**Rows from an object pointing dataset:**
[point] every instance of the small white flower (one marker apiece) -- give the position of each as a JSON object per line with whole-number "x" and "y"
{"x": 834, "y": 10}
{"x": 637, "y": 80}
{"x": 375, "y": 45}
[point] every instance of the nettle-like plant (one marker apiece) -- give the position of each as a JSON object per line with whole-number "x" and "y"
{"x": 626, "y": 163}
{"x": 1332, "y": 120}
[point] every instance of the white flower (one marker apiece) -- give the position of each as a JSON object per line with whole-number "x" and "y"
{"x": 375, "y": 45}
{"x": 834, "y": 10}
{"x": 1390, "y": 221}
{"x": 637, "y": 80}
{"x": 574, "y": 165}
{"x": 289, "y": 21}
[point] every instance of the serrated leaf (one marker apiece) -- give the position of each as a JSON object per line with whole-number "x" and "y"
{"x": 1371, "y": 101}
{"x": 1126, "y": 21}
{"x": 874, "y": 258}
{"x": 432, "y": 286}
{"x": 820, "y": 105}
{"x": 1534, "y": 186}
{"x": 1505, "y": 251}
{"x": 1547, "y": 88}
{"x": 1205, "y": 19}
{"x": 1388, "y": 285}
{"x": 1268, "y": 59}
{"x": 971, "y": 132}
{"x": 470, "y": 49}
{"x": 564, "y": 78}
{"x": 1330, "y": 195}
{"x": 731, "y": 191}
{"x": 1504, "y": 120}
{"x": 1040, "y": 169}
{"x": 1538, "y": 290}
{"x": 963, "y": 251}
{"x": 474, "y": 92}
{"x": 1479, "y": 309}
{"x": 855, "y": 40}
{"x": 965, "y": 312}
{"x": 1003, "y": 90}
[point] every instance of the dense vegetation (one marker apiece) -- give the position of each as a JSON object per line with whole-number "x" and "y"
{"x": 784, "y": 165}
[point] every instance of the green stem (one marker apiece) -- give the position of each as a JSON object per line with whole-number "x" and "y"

**Short task:** Rewrite all of the lines above as a numbered list, leaving out any blank lines.

**Task answer:**
1. [point] every instance of the small white flower (one marker apiece) -- give the position of each as a JSON object per line with whole-number "x" and "y"
2. {"x": 834, "y": 10}
3. {"x": 637, "y": 80}
4. {"x": 375, "y": 45}
5. [point] every instance of the nettle-like plant (one marker apiece) -- give the position of each as a JSON object per line with whole-number "x" and "y"
6. {"x": 626, "y": 163}
7. {"x": 1332, "y": 120}
8. [point] every instance of the white flower (one marker apiece) -- give the position of each as a JSON object per line with whole-number "x" and "y"
9. {"x": 375, "y": 45}
10. {"x": 834, "y": 10}
11. {"x": 1390, "y": 221}
12. {"x": 637, "y": 80}
13. {"x": 574, "y": 165}
14. {"x": 289, "y": 21}
15. [point] every instance of the serrated leaf (one marker apiece) -- give the position of each as a JSON object per line with whole-number "x" and "y"
16. {"x": 1371, "y": 101}
17. {"x": 1126, "y": 21}
18. {"x": 874, "y": 258}
19. {"x": 432, "y": 286}
20. {"x": 820, "y": 105}
21. {"x": 1534, "y": 186}
22. {"x": 1505, "y": 251}
23. {"x": 1547, "y": 88}
24. {"x": 1205, "y": 19}
25. {"x": 1388, "y": 285}
26. {"x": 1268, "y": 59}
27. {"x": 971, "y": 132}
28. {"x": 470, "y": 49}
29. {"x": 564, "y": 78}
30. {"x": 1330, "y": 195}
31. {"x": 731, "y": 191}
32. {"x": 1504, "y": 120}
33. {"x": 1040, "y": 169}
34. {"x": 1538, "y": 290}
35. {"x": 963, "y": 251}
36. {"x": 474, "y": 92}
37. {"x": 1479, "y": 309}
38. {"x": 855, "y": 40}
39. {"x": 965, "y": 312}
40. {"x": 1003, "y": 90}
41. [point] every instance of the dense vegetation (one marker apiece) -- give the position of each as a JSON object per line with whole-number "x" and "y"
42. {"x": 784, "y": 165}
43. [point] every instance of the green stem (one marker apiece) -- give the position of each as a JSON object per line with whole-number "x" and "y"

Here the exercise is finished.